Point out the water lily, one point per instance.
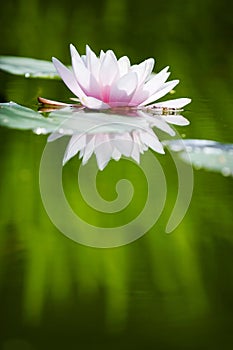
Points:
(127, 136)
(107, 82)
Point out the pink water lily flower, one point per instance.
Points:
(107, 82)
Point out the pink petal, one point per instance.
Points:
(68, 78)
(176, 103)
(93, 103)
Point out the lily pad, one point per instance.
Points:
(67, 121)
(205, 154)
(28, 67)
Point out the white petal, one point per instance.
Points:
(76, 143)
(93, 63)
(108, 69)
(75, 55)
(89, 149)
(102, 55)
(143, 70)
(116, 155)
(93, 103)
(68, 78)
(103, 150)
(176, 120)
(167, 87)
(123, 143)
(123, 89)
(176, 103)
(157, 81)
(123, 65)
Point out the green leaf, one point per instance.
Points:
(67, 121)
(28, 67)
(205, 154)
(15, 116)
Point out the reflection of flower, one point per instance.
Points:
(107, 82)
(124, 136)
(108, 146)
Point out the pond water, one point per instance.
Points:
(162, 290)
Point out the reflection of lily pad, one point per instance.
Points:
(15, 116)
(205, 154)
(66, 121)
(28, 67)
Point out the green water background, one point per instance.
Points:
(162, 291)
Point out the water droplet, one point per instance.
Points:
(226, 171)
(197, 165)
(40, 131)
(189, 149)
(211, 150)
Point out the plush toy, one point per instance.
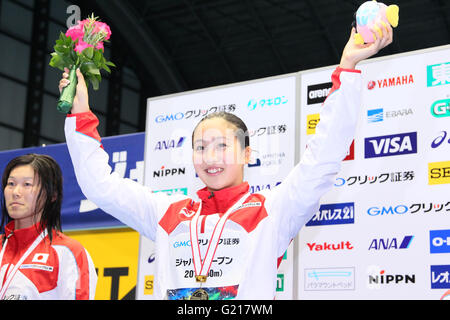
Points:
(367, 16)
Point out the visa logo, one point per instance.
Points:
(391, 145)
(440, 278)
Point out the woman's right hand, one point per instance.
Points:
(81, 101)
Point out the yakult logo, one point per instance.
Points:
(391, 82)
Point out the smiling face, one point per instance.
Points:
(21, 192)
(218, 156)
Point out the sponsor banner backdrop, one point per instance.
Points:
(267, 107)
(383, 231)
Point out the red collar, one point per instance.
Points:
(24, 237)
(220, 201)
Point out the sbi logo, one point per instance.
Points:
(178, 244)
(171, 117)
(380, 211)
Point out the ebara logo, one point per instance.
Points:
(391, 145)
(390, 243)
(336, 213)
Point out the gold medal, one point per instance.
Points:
(200, 294)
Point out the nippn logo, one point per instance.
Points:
(439, 172)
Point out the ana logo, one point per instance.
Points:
(390, 243)
(337, 213)
(439, 241)
(164, 172)
(391, 145)
(440, 277)
(438, 74)
(391, 82)
(170, 117)
(187, 213)
(439, 172)
(319, 92)
(385, 279)
(170, 144)
(312, 121)
(40, 258)
(343, 245)
(330, 279)
(441, 108)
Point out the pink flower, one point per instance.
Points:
(81, 45)
(75, 32)
(100, 46)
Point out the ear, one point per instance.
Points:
(248, 154)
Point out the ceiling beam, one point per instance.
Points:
(144, 45)
(325, 31)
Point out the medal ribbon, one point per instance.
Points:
(199, 265)
(12, 273)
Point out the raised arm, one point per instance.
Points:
(297, 198)
(125, 199)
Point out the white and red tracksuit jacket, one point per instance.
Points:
(60, 270)
(245, 263)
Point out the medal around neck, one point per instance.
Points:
(200, 294)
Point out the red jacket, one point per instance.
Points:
(61, 269)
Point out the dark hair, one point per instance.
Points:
(50, 195)
(241, 132)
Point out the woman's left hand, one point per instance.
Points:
(354, 53)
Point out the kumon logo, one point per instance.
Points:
(391, 82)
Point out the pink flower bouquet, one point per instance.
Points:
(81, 47)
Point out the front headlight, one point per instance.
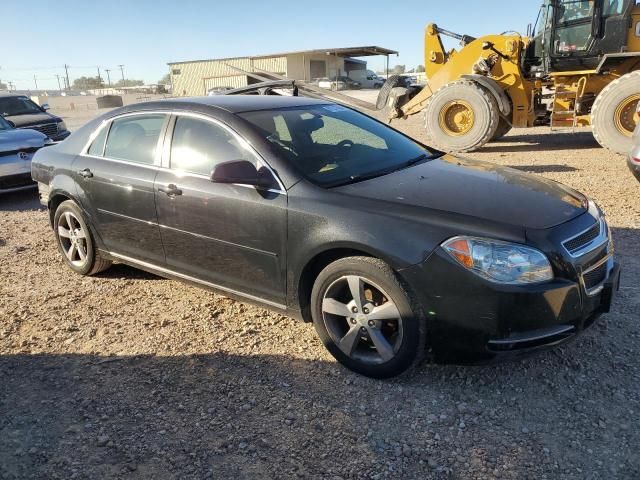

▬▬▬▬▬▬▬▬▬▬

#### [Problem to work on]
The reply should consist solely of the lines above from the one that has "Point out the ana" through the one that has "Point out the raised", reproduced exactly.

#### [Response box]
Point out the ana logo, one point per instance.
Points:
(390, 243)
(337, 213)
(439, 241)
(164, 172)
(391, 145)
(440, 277)
(438, 74)
(391, 82)
(170, 117)
(187, 213)
(439, 172)
(319, 92)
(385, 279)
(170, 144)
(312, 121)
(40, 258)
(343, 245)
(330, 279)
(441, 108)
Point out the pink flower, one point per instance.
Points:
(81, 45)
(75, 32)
(100, 46)
Point out the ear, one point per instance.
Points:
(248, 154)
Point out the ceiling beam, one point per instance.
Points:
(144, 45)
(325, 31)
Point out the medal ribbon, one point per instance.
Points:
(199, 265)
(12, 273)
Point out the raised arm, one point per instance.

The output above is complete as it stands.